Task to complete:
Return every line of the entries that contains the string "path". Case counts.

* START Exercise data *

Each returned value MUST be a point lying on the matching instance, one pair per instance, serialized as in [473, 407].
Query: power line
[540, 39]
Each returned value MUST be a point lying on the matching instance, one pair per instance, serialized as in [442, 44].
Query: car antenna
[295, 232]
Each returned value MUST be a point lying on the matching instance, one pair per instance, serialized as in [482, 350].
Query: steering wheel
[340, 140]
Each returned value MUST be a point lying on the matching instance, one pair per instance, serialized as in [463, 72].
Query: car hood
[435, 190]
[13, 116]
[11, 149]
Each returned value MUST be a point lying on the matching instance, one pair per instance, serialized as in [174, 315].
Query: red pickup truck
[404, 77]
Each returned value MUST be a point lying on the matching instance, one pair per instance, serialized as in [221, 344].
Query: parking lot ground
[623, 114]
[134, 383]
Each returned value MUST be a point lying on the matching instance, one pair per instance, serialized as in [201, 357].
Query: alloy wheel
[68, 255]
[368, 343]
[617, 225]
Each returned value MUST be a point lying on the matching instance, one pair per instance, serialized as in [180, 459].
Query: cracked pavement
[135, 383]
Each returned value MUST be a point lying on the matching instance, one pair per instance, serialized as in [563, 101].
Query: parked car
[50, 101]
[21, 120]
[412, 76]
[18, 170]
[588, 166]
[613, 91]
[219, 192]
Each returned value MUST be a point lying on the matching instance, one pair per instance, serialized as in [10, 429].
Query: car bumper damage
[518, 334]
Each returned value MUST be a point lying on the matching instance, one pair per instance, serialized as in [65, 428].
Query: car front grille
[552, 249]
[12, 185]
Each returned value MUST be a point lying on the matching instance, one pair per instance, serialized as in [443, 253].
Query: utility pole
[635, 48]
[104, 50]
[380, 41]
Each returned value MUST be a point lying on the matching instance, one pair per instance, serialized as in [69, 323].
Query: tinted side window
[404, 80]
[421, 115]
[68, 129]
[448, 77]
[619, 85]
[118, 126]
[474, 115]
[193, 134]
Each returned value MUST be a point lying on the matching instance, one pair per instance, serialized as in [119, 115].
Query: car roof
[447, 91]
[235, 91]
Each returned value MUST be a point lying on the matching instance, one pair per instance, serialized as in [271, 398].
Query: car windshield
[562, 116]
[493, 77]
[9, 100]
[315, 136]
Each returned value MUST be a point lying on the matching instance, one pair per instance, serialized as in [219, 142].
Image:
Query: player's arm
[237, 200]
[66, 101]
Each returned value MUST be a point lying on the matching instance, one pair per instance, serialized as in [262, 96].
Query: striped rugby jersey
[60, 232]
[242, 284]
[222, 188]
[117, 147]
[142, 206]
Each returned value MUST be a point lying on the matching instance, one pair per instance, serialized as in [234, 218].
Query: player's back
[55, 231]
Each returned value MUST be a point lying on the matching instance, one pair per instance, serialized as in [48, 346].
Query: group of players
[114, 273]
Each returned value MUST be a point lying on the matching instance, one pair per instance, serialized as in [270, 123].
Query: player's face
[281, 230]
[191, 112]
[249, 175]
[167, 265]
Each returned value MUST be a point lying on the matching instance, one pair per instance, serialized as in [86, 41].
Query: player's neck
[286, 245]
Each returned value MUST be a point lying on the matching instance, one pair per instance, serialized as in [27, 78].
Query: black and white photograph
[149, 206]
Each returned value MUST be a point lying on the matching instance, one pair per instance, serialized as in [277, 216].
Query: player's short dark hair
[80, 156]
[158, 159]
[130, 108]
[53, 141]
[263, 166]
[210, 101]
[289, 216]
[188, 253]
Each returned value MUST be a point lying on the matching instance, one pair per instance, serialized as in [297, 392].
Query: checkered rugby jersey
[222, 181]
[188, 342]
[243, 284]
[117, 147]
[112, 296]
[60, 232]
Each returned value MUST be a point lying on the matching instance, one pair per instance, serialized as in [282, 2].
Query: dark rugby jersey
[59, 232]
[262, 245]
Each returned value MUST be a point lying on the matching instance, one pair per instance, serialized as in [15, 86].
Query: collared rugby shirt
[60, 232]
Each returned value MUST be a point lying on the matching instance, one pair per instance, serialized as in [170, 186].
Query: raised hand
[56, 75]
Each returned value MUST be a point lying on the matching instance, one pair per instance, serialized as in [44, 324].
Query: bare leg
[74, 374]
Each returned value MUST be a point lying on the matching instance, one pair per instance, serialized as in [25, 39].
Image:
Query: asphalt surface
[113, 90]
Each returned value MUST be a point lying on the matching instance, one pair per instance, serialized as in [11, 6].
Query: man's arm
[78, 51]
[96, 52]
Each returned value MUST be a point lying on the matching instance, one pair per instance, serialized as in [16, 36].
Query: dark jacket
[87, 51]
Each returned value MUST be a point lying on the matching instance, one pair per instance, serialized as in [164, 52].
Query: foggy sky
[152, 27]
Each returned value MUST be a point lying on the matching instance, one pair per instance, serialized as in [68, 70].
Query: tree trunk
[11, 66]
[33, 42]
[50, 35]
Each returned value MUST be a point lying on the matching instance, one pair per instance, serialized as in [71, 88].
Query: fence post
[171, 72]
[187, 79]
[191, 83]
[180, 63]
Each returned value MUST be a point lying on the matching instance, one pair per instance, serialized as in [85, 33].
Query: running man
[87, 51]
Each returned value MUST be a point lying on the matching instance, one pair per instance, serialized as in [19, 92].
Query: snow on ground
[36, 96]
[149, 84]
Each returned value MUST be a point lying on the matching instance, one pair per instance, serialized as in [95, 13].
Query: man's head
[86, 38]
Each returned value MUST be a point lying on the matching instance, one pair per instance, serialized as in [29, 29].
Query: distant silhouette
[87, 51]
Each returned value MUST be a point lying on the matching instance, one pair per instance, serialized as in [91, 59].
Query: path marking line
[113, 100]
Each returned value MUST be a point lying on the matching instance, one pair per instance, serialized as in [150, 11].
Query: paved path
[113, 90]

* END Exercise data *
* START Exercise data *

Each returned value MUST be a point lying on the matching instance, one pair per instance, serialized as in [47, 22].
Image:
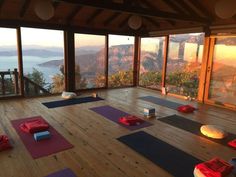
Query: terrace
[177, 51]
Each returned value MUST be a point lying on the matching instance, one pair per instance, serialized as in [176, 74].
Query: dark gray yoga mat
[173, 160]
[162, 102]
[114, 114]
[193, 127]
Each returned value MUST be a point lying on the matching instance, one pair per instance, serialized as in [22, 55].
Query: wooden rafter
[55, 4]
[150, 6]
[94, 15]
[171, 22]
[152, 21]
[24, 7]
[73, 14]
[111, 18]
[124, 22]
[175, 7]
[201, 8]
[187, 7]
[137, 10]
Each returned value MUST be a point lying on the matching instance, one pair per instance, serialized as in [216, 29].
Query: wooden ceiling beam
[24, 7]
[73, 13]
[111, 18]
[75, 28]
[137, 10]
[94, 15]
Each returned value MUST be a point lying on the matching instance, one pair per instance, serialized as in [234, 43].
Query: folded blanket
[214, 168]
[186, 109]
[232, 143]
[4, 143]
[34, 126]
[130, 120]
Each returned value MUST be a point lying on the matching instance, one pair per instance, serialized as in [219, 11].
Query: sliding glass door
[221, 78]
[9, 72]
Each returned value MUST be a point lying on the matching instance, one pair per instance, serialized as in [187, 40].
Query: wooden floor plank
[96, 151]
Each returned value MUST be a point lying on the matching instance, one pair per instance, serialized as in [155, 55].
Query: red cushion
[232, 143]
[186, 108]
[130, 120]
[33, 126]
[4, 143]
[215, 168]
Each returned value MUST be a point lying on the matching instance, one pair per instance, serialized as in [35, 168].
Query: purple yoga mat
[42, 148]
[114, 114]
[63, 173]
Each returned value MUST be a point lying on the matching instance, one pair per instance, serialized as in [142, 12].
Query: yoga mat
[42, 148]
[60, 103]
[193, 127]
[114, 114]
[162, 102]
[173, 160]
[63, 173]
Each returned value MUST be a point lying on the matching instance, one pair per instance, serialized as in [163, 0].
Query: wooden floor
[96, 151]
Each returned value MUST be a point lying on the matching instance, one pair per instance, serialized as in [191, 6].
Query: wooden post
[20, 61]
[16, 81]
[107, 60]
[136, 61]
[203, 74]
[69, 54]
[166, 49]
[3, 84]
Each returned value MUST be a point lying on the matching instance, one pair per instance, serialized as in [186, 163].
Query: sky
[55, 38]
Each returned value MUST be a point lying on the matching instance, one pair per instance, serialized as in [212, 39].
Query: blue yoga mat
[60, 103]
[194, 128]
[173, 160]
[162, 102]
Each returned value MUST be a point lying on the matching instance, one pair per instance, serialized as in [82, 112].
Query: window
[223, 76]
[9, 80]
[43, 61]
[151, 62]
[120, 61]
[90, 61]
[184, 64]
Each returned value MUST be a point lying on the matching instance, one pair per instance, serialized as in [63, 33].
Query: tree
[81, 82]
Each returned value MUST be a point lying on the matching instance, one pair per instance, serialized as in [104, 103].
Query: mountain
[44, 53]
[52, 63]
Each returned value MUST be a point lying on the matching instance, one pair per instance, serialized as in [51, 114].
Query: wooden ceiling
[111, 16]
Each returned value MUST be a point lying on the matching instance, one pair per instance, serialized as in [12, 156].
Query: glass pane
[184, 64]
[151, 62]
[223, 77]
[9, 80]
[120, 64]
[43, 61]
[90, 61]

* END Exercise data *
* START Exercise data *

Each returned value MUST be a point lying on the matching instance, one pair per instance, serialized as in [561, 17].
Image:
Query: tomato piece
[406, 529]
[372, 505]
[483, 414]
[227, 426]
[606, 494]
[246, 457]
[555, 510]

* END Exercise data *

Solved problem:
Query: path marking line
Query: paved path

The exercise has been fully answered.